-- Records to process follows --

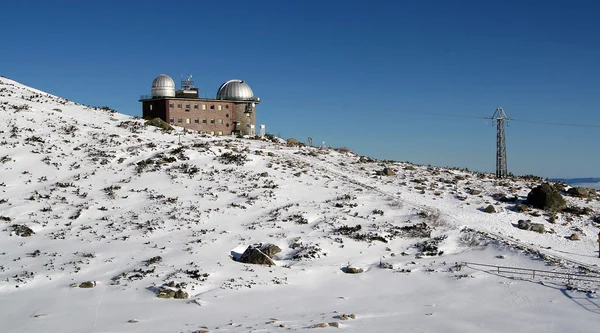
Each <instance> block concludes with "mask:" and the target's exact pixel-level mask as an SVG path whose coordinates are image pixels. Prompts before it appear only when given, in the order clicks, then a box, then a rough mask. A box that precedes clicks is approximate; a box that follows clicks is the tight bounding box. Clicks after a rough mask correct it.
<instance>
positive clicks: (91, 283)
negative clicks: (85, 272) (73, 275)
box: [79, 281, 96, 288]
mask: <svg viewBox="0 0 600 333" xmlns="http://www.w3.org/2000/svg"><path fill="white" fill-rule="evenodd" d="M95 286H96V282H94V281H86V282H82V283H81V284H80V285H79V288H94V287H95Z"/></svg>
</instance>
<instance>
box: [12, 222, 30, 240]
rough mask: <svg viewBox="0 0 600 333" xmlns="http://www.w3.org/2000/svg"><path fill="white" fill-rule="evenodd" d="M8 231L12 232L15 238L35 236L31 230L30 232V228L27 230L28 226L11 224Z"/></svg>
mask: <svg viewBox="0 0 600 333" xmlns="http://www.w3.org/2000/svg"><path fill="white" fill-rule="evenodd" d="M10 230H11V231H12V232H14V233H15V234H16V235H17V236H21V237H29V236H31V235H33V234H35V232H33V230H31V228H29V227H28V226H26V225H24V224H13V225H11V226H10Z"/></svg>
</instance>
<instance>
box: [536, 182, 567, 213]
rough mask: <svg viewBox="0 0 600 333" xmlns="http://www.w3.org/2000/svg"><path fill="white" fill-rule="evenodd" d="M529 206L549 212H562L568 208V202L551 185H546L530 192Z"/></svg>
mask: <svg viewBox="0 0 600 333" xmlns="http://www.w3.org/2000/svg"><path fill="white" fill-rule="evenodd" d="M527 204H529V205H532V206H533V207H536V208H540V209H543V210H547V211H555V212H557V211H561V210H563V209H565V208H567V202H566V201H565V199H563V197H562V195H560V193H559V192H558V191H557V190H556V189H555V188H553V187H552V186H551V185H550V184H548V183H544V184H542V185H540V186H538V187H536V188H534V189H533V190H531V192H529V194H528V195H527Z"/></svg>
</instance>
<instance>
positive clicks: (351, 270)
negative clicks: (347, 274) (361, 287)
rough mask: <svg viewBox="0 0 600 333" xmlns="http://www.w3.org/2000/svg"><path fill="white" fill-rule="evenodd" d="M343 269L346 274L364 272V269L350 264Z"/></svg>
mask: <svg viewBox="0 0 600 333" xmlns="http://www.w3.org/2000/svg"><path fill="white" fill-rule="evenodd" d="M343 271H344V273H346V274H359V273H362V272H363V269H362V268H356V267H350V266H348V267H344V269H343Z"/></svg>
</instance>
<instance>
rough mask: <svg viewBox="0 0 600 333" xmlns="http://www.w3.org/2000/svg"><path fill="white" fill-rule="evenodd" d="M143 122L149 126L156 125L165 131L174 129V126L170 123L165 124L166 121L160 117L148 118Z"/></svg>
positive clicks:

-- Records to process concluded --

> _What you will do_: Please output every entry above exactly, without the pictures.

> _Answer box_:
Each <instance> block concludes with "mask:" and the target's exact pixel-level mask as an SVG path whose coordinates are image pixels. Prompts before it appear only when given, in the order clicks, then a box, then a rough mask. A box that precedes clicks is approximate; a box that follows clicks is the tight bounding box. Clicks after a rough mask correct it.
<instance>
positive clicks: (91, 283)
negative clicks: (85, 272) (73, 275)
box: [79, 281, 96, 288]
mask: <svg viewBox="0 0 600 333" xmlns="http://www.w3.org/2000/svg"><path fill="white" fill-rule="evenodd" d="M95 286H96V282H94V281H86V282H82V283H81V284H80V285H79V288H94V287H95Z"/></svg>
</instance>
<instance>
box: [12, 222, 30, 240]
rough mask: <svg viewBox="0 0 600 333" xmlns="http://www.w3.org/2000/svg"><path fill="white" fill-rule="evenodd" d="M8 231L12 232L15 238L35 236L31 230L30 232V228L27 230L28 226L11 224Z"/></svg>
mask: <svg viewBox="0 0 600 333" xmlns="http://www.w3.org/2000/svg"><path fill="white" fill-rule="evenodd" d="M10 230H11V231H12V232H14V233H15V234H16V235H17V236H21V237H29V236H31V235H33V234H35V232H33V230H31V228H29V227H28V226H26V225H24V224H13V225H11V226H10Z"/></svg>
</instance>
<instance>
box: [536, 182, 567, 213]
rough mask: <svg viewBox="0 0 600 333" xmlns="http://www.w3.org/2000/svg"><path fill="white" fill-rule="evenodd" d="M529 206L549 212H562L568 208V202L551 185H546L530 192Z"/></svg>
mask: <svg viewBox="0 0 600 333" xmlns="http://www.w3.org/2000/svg"><path fill="white" fill-rule="evenodd" d="M527 204H529V205H532V206H533V207H536V208H540V209H543V210H547V211H555V212H557V211H561V210H563V209H565V208H567V202H566V201H565V199H563V197H562V195H560V193H559V192H558V191H557V190H556V189H555V188H553V187H552V186H551V185H550V184H548V183H544V184H542V185H540V186H538V187H536V188H534V189H533V190H531V192H529V194H528V195H527Z"/></svg>
</instance>
<instance>
positive clicks: (351, 270)
negative clicks: (347, 274) (361, 287)
rough mask: <svg viewBox="0 0 600 333" xmlns="http://www.w3.org/2000/svg"><path fill="white" fill-rule="evenodd" d="M343 269L346 274L364 272V269L350 264Z"/></svg>
mask: <svg viewBox="0 0 600 333" xmlns="http://www.w3.org/2000/svg"><path fill="white" fill-rule="evenodd" d="M343 271H344V273H346V274H359V273H362V272H363V269H362V268H356V267H350V266H348V267H344V269H343Z"/></svg>
</instance>
<instance>
rough mask: <svg viewBox="0 0 600 333" xmlns="http://www.w3.org/2000/svg"><path fill="white" fill-rule="evenodd" d="M143 122L149 126L156 125L165 131L174 129V126L170 123L165 124L166 121L160 117L148 118Z"/></svg>
positive clicks:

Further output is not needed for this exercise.